What is being asked – Output, unchanged, the lines of the listing below, starting at the line that contains "Please pick out the newt head" and ending with the last line of the listing.

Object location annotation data
Start

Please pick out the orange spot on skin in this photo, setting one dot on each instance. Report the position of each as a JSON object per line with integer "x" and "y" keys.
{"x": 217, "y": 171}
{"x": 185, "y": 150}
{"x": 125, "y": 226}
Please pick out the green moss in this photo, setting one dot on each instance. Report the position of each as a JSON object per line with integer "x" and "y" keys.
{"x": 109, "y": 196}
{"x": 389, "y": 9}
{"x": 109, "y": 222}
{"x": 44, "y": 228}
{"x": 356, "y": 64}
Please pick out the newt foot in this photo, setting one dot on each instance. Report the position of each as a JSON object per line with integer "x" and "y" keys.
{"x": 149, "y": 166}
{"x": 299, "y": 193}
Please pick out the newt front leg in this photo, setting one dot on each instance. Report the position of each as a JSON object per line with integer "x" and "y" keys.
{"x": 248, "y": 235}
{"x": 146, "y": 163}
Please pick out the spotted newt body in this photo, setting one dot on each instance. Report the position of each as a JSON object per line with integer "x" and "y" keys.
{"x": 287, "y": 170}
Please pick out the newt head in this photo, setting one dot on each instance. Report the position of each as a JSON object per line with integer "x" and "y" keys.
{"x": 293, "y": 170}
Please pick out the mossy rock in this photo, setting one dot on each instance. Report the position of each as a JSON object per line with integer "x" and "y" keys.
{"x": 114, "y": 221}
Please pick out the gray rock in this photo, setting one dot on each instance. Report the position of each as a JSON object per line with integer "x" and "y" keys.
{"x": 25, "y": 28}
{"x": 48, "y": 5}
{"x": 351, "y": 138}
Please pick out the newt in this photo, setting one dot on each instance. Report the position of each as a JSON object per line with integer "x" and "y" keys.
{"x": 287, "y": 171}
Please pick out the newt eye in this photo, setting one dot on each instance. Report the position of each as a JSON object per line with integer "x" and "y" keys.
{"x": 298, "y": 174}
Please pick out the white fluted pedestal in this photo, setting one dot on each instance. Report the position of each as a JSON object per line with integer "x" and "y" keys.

End

Exercise output –
Please pick out the newt head in this photo, setting one dot on each instance. Report the position of each as a JSON object per line with integer "x" and "y" keys.
{"x": 293, "y": 170}
Please pick out the mossy rock in this photo, setting one dot on each instance. Report the position of each as a JSON object per line with integer "x" and "y" keys.
{"x": 114, "y": 221}
Please pick out the gray rock in this photo, setting one dot on each instance. Report the position of each as a JSON object per line with integer "x" and "y" keys.
{"x": 25, "y": 28}
{"x": 48, "y": 5}
{"x": 351, "y": 138}
Please pick out the newt in this photo, setting one dot on each instance. Report the position of each as a JSON object per line with integer "x" and "y" keys.
{"x": 287, "y": 171}
Please pick out the newt eye in this photo, setting one dot on each instance. Report the position of each as a JSON object per line with integer "x" and "y" keys.
{"x": 298, "y": 174}
Please pick out the white fluted pedestal in this photo, setting one dot on each instance. Report the position of each as a JSON object per line with integer "x" and "y" keys.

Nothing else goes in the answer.